> **TASKS TO PERFORM**
(1) Answer these questions from the forum post about Iso-E Super variants:
(a) What IFF captive does Molecule 01 use?
(b) What do clones use instead of it?
(c) Which variant is the most potent judging by odor threshold?
(2) Please carry the forum post about Iso-E Super variants forward from its last sentence.

> **EXCERPTED PASSAGE**
-- BEGIN --
How do Iso-E Super variants compare to Iso-Gamma Super (Molecule 01)?

santeripe

Active member
Nov 28, 2021
I know, a horse so beaten it's basically salami now. But there are zero details on this online. I've only found people saying Molecule 01 differs from clones. As we probably know, it uses an IFF captive called Iso-Gamma Super. Nobody can purchase this variant without a company contract. Clones use regular Iso-E at huge concentrations or create a blend from different variants. Some get closer than others. But the general consensus is that Molecule 01 is still superior in quality and garners the most reactions.

If you've gotten to smell Molecule 01 (Iso-Gamma Super), what differences do you notice compared to regular Iso-E, Timbersilk and Sylvamber? In odor profile, strength, complexity, longevity, etc. It's interesting that this one variant is still being kept captive +15 years later. Does it really smell that special?

Sylvamber is actually the most potent variant judging by odor threshold. Making it a better candidate for a molecular fragrance with huge projection. Yet it's freely available. So maybe it smells scratchy, and is less valuable because of that? I don't have the materials to know. Only those of you with more experience can finally put this topic to rest!
-- END --
[Object location annotations]
-- BEGIN --
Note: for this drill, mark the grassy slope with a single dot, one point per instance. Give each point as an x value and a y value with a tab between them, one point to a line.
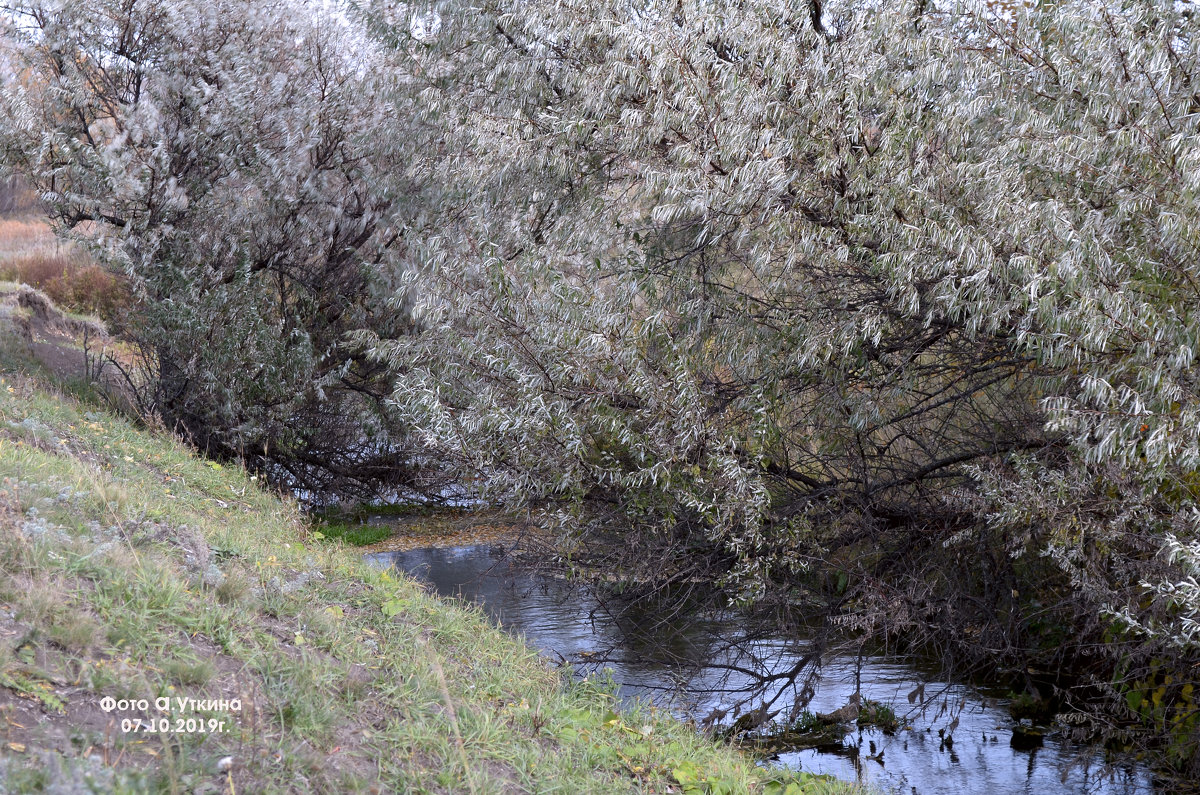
132	568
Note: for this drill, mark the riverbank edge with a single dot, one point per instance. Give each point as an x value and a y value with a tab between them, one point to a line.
135	575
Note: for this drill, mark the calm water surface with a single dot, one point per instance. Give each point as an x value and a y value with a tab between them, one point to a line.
678	665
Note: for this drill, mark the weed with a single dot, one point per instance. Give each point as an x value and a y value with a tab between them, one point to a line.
353	533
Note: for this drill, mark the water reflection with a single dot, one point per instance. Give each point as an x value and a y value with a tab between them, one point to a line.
955	741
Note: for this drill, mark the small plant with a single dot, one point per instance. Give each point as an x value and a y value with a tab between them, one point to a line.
354	535
876	713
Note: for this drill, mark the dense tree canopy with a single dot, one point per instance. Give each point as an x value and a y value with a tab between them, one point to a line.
228	159
905	291
886	309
-- END --
> **REPLIES**
(1)
(a) Iso-Gamma Super.
(b) Regular Iso-E at huge concentrations, or a blend from different variants.
(c) Sylvamber.

(2)
mnitabach

Well-known member
Nov 13, 2020
I don't like sylvamber in blends (it does have dry scratchy effects) & greatly prefer true "Iso E Super", sourced from PSH where I know it's real & not just cheapest-available patchouli ethanone. Timbersilk I have not tried, but my understanding is that it isn't pure patchouli ethanone isomers & has other molecular species added to it.
 

L'Aventurier

Well-known member
May 8, 2008
From testing timbersilk (Monoscent E) vs pure iso e super (Home DIY solution) vs Molecule 01 (Iso gamma super), I actually prefer iso e super - it feels more pure, and easier to blend with.

Differences between the three from memory:

Iso e super: Emphasis on cedar, bleachy, comes and goes from perception. Some faint minerals. Lightest of the three, with medium sillage.

Iso gamma super: emphasis on citrus, frankincense and cedar, more mineral than iso e super and timbersilk. Traces of smoke. Heaviest and most woody of the three, strong sillage.

Timbersilk: plastic, burnt electronics, frankincense and cedar. Medium strength and the least sillage of the three. Not much mineral aspect. Complex but I found that it fell flat and was less "alive" than iso e super and iso gamma super.

The most complex of the three, IMO, is iso gamma super, but it's heavy and a little clumsy compared to iso e super. Maybe that's why it works so well on its own.

From my notes:

Iso Gamma Super contains 15% of the gamma isomer, whereas Iso E Super contains 8%, and Silvamber contains 22%. Geza Schoen for some reason claims that Molecule 01 contains 18% of the gamma isomer. I guess by logic, silvamber would therefore have the best projection, like you said, OP. I haven't tried Silvamber, unfortunately.
 

santeripe

Active member
Nov 28, 2021
From testing timbersilk (Monoscent E) vs pure iso e super (Home DIY solution) vs Molecule 01 (Iso gamma super), I actually prefer iso e super - it feels more pure, and easier to blend with.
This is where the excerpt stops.